* Start Information shown *

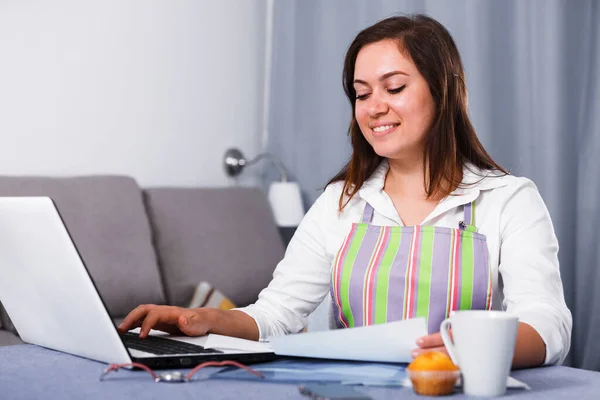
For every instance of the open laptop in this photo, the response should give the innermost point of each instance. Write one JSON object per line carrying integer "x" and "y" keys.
{"x": 53, "y": 302}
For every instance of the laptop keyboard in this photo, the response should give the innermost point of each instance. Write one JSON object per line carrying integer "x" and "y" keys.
{"x": 161, "y": 345}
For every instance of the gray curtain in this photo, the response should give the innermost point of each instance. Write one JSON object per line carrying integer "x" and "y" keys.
{"x": 534, "y": 88}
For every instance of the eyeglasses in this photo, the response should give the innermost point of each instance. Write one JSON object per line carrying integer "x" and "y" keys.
{"x": 176, "y": 376}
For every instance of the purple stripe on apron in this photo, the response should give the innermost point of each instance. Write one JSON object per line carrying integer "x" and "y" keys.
{"x": 375, "y": 274}
{"x": 397, "y": 278}
{"x": 440, "y": 265}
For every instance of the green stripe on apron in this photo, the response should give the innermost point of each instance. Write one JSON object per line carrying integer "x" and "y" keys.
{"x": 359, "y": 235}
{"x": 383, "y": 276}
{"x": 467, "y": 268}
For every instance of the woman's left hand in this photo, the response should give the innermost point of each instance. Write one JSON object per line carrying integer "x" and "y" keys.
{"x": 431, "y": 342}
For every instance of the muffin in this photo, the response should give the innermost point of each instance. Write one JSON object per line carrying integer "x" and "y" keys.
{"x": 433, "y": 374}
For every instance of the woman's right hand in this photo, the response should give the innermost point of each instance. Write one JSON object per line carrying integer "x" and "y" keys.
{"x": 170, "y": 319}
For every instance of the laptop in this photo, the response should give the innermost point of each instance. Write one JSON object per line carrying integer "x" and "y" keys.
{"x": 53, "y": 302}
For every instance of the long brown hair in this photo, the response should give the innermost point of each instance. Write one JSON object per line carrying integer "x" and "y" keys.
{"x": 451, "y": 141}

* End Information shown *

**Written exercise:** All the material shown above is to be copied exactly, with no pictures carried over.

**Task answer:**
For every instance of the open laptop in this photo, the response should give the innermost point of each instance. Write one JSON object per line carrying integer "x" and "y" keys.
{"x": 53, "y": 302}
For every instance of the laptop keyboard in this photo, the response should give the innermost point of each instance. Write one JSON object per line carrying integer "x" and "y" keys.
{"x": 161, "y": 345}
For every instance of the gray curtain in this photo, the response should give the innermost point of each instance. Write one JSON object per line carrying integer "x" and "y" keys.
{"x": 534, "y": 88}
For every instance of the eyeglasses in this photo, the response should give the innermost point of each instance. Write one JSON object per line carrying integer "x" and "y" keys.
{"x": 176, "y": 376}
For every instance of the purple stripe on apron in this photo, the response should give the innermost point of each instance. Write one JSON object per line carrying integer "x" and "y" keys.
{"x": 375, "y": 274}
{"x": 397, "y": 278}
{"x": 440, "y": 265}
For every instance of the green stripe on apron in this photo, the response should give the innermost point of each instance. Write one JSON object per line carrying integer "x" and "y" keys.
{"x": 359, "y": 235}
{"x": 383, "y": 276}
{"x": 467, "y": 268}
For every instance of the woman's left hand in this photo, the response should give the innermost point of each instance. Write one JSON object per line carrying integer "x" and "y" keys.
{"x": 431, "y": 342}
For every instance of the muffin in this photo, the response should give the innermost point of each instance. Write one JSON object per line carrying integer "x" and "y" keys.
{"x": 433, "y": 374}
For every instance of the woman's right hand in this photo, the response should give the innermost point of each instance. Write one JSON object per line carrying integer "x" and "y" keys.
{"x": 170, "y": 319}
For every instance of the laptop in this photo, the response should give the innermost point of each instance. Write one JSON object per line carrying integer "x" and "y" keys.
{"x": 53, "y": 302}
For every instance of the long brown hair in this photo, the response should give the innermost point of each instance. Write one JSON object per line carrying integer "x" and "y" keys.
{"x": 451, "y": 141}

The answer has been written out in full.